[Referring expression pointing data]
================================

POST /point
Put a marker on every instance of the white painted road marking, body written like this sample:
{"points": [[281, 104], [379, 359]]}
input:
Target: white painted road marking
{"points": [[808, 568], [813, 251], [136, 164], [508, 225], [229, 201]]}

================================

Reproduce all the entries verbatim, leaving nothing out.

POST /point
Put a marker on every instance of the white painted road marking, body written like this sample:
{"points": [[281, 104], [379, 359]]}
input:
Target: white painted road marking
{"points": [[808, 568], [813, 251], [136, 164], [508, 225], [229, 201]]}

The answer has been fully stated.